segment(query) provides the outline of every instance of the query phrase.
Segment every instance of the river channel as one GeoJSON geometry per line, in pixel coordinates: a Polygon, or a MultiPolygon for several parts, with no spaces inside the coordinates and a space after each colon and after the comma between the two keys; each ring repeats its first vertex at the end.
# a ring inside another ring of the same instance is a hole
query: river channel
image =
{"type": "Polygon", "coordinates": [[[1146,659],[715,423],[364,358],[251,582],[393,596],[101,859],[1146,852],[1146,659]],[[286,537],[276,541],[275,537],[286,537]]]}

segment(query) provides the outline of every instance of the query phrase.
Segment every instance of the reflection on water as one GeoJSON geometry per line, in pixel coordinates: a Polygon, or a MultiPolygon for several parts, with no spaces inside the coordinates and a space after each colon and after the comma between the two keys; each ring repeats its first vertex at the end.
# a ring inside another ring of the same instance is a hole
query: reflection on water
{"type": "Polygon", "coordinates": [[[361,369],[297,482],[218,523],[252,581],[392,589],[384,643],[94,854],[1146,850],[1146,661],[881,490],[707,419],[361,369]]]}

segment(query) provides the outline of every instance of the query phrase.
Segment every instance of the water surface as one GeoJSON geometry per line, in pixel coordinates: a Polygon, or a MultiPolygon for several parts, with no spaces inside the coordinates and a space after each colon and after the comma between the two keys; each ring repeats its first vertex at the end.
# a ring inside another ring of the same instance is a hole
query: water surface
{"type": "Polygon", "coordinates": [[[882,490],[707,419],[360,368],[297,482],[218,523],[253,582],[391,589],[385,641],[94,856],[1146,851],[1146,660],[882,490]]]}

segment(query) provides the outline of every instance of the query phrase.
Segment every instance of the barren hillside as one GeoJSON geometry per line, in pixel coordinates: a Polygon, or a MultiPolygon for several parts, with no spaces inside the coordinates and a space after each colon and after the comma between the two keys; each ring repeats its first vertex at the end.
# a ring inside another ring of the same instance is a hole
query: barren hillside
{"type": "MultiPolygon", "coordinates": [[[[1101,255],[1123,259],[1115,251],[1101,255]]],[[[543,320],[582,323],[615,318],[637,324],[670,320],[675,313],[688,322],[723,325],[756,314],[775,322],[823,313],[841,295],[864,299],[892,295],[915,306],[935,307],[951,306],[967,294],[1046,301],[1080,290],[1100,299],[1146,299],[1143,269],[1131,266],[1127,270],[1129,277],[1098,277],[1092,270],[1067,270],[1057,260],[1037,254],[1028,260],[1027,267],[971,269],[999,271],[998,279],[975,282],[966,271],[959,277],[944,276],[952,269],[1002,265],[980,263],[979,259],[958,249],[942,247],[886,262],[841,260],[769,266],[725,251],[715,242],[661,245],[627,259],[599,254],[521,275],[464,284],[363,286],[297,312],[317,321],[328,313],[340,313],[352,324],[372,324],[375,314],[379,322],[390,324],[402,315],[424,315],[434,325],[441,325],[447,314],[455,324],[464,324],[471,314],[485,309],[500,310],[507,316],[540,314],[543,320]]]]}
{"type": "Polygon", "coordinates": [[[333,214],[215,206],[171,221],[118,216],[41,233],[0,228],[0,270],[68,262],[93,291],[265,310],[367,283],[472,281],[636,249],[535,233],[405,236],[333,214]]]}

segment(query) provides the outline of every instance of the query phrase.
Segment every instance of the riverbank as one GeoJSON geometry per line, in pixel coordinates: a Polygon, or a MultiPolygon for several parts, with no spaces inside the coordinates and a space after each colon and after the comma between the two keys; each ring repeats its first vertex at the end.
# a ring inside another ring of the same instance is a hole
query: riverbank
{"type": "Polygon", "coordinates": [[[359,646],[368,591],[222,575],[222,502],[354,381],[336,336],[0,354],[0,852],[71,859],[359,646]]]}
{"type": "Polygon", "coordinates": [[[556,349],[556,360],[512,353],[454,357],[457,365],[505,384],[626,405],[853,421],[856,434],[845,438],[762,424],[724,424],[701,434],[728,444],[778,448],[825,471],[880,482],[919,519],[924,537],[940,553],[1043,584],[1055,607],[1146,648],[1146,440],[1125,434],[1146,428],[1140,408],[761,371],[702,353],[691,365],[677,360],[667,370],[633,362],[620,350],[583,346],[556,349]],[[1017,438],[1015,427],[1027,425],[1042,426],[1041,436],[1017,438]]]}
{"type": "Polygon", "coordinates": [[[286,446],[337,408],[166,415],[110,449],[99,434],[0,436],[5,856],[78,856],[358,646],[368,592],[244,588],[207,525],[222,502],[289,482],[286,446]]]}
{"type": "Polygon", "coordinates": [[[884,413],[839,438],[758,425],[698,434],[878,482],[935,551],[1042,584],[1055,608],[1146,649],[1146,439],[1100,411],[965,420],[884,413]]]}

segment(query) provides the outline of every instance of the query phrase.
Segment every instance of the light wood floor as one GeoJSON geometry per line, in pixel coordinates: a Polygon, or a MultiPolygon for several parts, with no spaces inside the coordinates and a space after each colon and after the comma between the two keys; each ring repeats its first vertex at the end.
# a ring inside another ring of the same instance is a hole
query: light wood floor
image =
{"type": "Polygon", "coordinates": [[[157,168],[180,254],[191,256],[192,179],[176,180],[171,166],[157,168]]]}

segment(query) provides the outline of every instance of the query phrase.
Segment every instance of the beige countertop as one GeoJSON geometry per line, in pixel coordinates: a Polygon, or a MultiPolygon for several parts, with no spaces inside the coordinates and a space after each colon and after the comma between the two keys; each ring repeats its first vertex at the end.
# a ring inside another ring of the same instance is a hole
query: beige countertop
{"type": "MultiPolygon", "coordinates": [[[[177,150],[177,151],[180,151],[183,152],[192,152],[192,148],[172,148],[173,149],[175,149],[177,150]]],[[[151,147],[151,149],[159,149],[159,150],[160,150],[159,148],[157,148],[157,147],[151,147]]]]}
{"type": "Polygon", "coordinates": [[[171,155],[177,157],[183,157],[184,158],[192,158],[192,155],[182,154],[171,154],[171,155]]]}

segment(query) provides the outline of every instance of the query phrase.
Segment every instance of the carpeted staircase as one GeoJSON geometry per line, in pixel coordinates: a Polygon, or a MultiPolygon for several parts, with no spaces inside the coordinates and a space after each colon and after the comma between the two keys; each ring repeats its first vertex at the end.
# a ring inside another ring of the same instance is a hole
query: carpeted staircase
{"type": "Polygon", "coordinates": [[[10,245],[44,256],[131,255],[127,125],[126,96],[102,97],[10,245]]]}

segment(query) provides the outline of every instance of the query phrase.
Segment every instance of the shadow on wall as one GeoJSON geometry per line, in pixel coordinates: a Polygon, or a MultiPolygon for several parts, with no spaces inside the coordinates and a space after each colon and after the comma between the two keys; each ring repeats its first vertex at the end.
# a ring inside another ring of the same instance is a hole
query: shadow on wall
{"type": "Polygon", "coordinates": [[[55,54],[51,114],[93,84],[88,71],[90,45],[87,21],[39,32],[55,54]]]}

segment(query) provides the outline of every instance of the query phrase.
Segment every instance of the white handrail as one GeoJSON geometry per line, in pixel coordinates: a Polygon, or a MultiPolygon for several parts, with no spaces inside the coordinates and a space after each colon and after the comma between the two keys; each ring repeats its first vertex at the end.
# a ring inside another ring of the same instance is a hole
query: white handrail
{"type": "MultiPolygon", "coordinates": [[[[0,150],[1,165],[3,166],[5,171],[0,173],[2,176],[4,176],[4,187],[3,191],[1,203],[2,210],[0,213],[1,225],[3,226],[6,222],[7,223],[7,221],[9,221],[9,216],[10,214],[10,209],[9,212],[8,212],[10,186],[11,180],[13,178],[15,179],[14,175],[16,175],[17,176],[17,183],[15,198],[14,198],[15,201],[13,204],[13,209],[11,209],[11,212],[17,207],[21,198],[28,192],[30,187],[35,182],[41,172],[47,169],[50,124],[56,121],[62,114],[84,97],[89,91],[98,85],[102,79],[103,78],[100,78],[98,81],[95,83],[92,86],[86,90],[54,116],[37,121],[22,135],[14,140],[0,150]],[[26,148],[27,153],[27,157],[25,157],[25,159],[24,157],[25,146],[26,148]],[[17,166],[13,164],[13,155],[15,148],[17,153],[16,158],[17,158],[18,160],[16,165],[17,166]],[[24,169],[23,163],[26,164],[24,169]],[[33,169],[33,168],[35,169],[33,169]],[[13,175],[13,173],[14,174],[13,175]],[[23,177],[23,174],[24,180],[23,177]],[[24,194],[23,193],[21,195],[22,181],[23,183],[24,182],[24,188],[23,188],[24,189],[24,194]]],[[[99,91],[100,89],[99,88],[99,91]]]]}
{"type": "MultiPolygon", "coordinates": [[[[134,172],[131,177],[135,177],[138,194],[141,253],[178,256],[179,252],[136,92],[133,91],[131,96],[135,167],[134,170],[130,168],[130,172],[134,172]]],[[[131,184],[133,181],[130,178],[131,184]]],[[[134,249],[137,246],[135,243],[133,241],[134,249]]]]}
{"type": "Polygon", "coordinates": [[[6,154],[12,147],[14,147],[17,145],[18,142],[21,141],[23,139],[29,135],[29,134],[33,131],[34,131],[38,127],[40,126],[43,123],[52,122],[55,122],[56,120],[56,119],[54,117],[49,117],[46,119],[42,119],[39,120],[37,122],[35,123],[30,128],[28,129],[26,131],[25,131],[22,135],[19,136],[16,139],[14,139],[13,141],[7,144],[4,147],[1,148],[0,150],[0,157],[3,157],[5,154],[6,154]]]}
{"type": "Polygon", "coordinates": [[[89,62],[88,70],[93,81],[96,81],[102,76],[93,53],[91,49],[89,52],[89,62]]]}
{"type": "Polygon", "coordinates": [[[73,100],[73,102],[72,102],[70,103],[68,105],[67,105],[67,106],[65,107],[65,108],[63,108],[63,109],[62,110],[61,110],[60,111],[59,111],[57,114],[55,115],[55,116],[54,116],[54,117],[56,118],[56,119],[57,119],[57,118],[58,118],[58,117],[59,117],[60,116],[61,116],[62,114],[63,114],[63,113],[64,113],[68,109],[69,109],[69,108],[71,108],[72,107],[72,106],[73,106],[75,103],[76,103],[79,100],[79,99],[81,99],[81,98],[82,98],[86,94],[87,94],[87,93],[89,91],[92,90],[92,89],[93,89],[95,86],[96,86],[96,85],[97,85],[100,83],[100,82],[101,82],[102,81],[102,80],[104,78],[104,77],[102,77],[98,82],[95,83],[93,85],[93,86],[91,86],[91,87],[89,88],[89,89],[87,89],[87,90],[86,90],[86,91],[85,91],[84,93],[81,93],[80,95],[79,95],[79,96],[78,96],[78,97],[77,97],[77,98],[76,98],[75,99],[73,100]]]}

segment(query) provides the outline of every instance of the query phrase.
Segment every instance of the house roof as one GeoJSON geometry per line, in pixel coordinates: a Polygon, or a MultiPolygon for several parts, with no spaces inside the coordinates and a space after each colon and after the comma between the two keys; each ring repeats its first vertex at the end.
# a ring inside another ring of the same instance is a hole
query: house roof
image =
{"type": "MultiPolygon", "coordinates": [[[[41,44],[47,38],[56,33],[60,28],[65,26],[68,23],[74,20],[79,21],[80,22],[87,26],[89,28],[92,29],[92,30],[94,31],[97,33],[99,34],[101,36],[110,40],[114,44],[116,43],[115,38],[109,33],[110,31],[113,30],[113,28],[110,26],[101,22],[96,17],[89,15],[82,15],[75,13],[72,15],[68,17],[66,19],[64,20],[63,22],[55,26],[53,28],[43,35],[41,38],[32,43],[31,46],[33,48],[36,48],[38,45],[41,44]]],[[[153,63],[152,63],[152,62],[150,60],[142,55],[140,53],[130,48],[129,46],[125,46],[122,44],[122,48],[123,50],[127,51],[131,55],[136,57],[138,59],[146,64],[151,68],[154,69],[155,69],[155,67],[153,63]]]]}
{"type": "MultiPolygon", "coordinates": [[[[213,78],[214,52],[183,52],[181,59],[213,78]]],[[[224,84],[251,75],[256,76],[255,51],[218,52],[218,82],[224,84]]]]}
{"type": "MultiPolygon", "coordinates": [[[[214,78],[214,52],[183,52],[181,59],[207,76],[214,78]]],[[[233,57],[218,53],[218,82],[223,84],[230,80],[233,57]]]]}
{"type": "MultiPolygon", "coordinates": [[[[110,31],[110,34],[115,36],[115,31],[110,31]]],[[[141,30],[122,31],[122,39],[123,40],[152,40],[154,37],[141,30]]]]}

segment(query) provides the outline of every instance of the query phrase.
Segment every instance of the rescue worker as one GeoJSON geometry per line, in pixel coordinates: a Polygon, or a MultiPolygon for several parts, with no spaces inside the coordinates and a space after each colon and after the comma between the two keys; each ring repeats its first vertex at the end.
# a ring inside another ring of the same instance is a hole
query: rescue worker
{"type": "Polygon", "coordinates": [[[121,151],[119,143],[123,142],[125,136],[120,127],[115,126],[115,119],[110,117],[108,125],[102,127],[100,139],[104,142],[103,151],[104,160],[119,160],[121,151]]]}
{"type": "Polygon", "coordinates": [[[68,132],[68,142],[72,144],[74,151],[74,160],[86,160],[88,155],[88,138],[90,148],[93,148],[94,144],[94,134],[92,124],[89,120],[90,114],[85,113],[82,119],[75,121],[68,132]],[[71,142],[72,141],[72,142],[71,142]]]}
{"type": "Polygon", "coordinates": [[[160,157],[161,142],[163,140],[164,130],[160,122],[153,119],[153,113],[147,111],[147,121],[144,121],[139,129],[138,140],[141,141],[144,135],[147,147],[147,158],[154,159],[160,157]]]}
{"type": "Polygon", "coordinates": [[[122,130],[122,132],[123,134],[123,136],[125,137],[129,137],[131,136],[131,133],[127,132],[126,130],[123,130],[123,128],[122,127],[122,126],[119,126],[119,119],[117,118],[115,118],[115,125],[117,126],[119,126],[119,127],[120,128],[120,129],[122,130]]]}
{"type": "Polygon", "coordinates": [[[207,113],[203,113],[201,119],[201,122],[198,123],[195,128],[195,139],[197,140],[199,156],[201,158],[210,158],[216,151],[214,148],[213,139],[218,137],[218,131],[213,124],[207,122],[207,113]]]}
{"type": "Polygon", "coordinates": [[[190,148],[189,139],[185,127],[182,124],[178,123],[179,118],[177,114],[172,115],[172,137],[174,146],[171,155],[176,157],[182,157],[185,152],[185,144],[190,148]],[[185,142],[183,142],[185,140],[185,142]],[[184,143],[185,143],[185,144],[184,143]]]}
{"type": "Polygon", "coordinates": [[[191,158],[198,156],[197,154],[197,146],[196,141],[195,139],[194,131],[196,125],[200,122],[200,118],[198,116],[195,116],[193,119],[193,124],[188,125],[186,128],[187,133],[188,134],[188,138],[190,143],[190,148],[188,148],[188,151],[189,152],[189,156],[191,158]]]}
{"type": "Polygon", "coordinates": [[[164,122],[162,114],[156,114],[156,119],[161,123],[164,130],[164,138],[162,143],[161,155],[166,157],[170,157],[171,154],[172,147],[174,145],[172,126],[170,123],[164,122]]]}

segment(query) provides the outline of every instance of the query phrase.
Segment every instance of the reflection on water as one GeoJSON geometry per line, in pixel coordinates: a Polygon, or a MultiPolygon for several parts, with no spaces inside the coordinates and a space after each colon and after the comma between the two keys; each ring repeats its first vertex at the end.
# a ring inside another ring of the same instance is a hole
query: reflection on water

##########

STATED EXERCISE ▸ Copy word for word the part of the listing above that runs from its first line through the line containing "Segment every instance of the river channel", with both of those lines included.

COMPLETE OUTPUT ▸
segment(query) provides the outline of every instance of the query phrase.
Segment every instance of the river channel as one GeoJSON geometry per line, in pixel coordinates: a Polygon, or a MultiPolygon for several parts, with no spaces inside the coordinates and a space after each colon and after the comma between the two keys; each ring repeats its first vertex at the end.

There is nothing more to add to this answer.